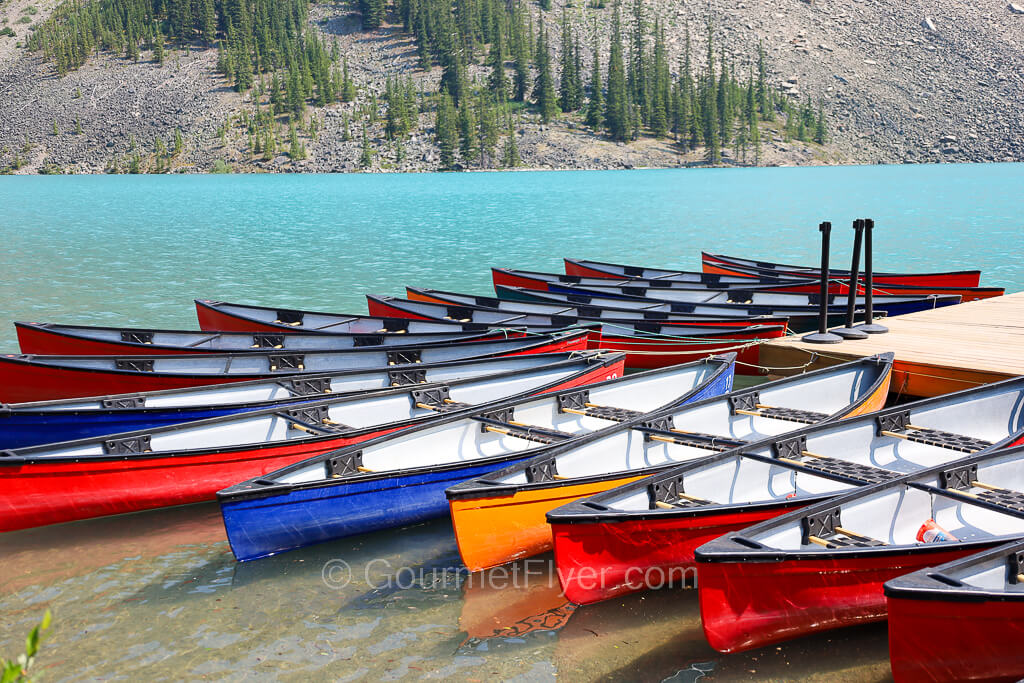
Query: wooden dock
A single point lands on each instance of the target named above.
(937, 351)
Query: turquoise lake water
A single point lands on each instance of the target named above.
(136, 250)
(158, 596)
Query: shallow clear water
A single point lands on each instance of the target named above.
(159, 596)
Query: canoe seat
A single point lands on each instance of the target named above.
(695, 440)
(448, 407)
(947, 439)
(1005, 498)
(793, 415)
(847, 540)
(680, 503)
(527, 433)
(843, 468)
(605, 413)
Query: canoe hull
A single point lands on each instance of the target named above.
(266, 526)
(713, 264)
(495, 529)
(27, 382)
(48, 493)
(751, 604)
(598, 561)
(492, 531)
(775, 285)
(603, 559)
(57, 491)
(936, 640)
(19, 430)
(649, 352)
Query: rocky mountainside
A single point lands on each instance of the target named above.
(900, 81)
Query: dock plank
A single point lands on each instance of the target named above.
(937, 351)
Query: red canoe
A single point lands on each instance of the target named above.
(635, 540)
(588, 271)
(181, 464)
(731, 265)
(30, 378)
(823, 566)
(960, 622)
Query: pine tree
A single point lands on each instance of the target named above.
(764, 104)
(487, 129)
(367, 154)
(820, 129)
(659, 87)
(158, 48)
(544, 91)
(296, 150)
(568, 84)
(753, 124)
(467, 133)
(498, 81)
(637, 80)
(616, 114)
(722, 104)
(444, 130)
(511, 157)
(520, 57)
(347, 87)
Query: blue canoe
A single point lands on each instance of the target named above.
(66, 420)
(780, 303)
(399, 479)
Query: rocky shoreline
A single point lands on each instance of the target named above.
(898, 88)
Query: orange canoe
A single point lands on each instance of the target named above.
(501, 517)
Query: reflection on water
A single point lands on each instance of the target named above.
(158, 595)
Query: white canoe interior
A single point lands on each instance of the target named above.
(256, 391)
(608, 311)
(325, 322)
(801, 397)
(286, 361)
(468, 439)
(989, 416)
(322, 418)
(246, 341)
(893, 515)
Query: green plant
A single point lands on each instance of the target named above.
(16, 671)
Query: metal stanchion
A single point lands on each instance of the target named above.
(848, 332)
(869, 326)
(822, 336)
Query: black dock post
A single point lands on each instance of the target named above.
(869, 326)
(848, 332)
(822, 336)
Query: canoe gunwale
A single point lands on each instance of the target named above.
(738, 548)
(24, 456)
(266, 491)
(51, 361)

→ **Work instructions**
Return the material in full, word for word, and skip the pictures.

→ **Answer to the exercise**
Query: wooden dock
A single point lands on each instance of the target named above.
(937, 351)
Query: turquoise lake water
A single point lands on each instance of the target named above.
(136, 250)
(158, 596)
Query: shallow clear water
A single point lands on each instance of the target named above.
(159, 596)
Query: canoe seat
A single point lands on each instance of the target named above.
(695, 440)
(448, 407)
(947, 439)
(1005, 498)
(793, 415)
(847, 540)
(680, 503)
(527, 433)
(843, 468)
(605, 413)
Query: canoe hull
A single point lands on each instance of the target named above.
(266, 526)
(713, 264)
(495, 529)
(27, 382)
(48, 493)
(751, 604)
(598, 561)
(492, 531)
(775, 285)
(603, 559)
(57, 491)
(936, 640)
(19, 430)
(649, 352)
Query: rocky mountainside
A single point lands on each instance of the target named above.
(900, 81)
Query: dock plank
A single point lands on each instance of the target named above.
(937, 351)
Query: red canoe
A single point lands on each instance of the target named above.
(635, 540)
(588, 271)
(181, 464)
(731, 265)
(30, 378)
(823, 566)
(960, 622)
Query: pine tree
A single point lands on each instance of the target named above.
(764, 104)
(487, 129)
(367, 154)
(820, 129)
(659, 87)
(158, 48)
(544, 91)
(296, 150)
(568, 84)
(753, 124)
(467, 133)
(498, 81)
(637, 80)
(616, 114)
(722, 104)
(444, 130)
(511, 157)
(520, 57)
(347, 87)
Query: blue canoe
A single point lands on each instance of the target named above.
(66, 420)
(780, 303)
(399, 479)
Query: rocky shoreline
A single point lands on each instance of the target named above.
(898, 88)
Query: orange canoe
A single point lands on each instance of the target named above.
(501, 517)
Query: reflection on water
A single point lands on each instance of the target named above.
(158, 595)
Query: white canoe interior
A single point lands on each instance of the target named above.
(256, 391)
(608, 311)
(325, 322)
(801, 397)
(286, 361)
(468, 439)
(989, 416)
(322, 418)
(246, 341)
(893, 515)
Query: green plant
A single point lands on each instance of the target named above.
(16, 671)
Query: metal stanchion
A single point lands on each instance of the target named above.
(848, 332)
(869, 326)
(822, 336)
Query: black dock post
A single point lands on each instance of the target named above.
(869, 326)
(848, 332)
(822, 336)
Query: canoe gunwale
A single point lands on each instance of the target named above.
(738, 548)
(24, 456)
(266, 491)
(51, 361)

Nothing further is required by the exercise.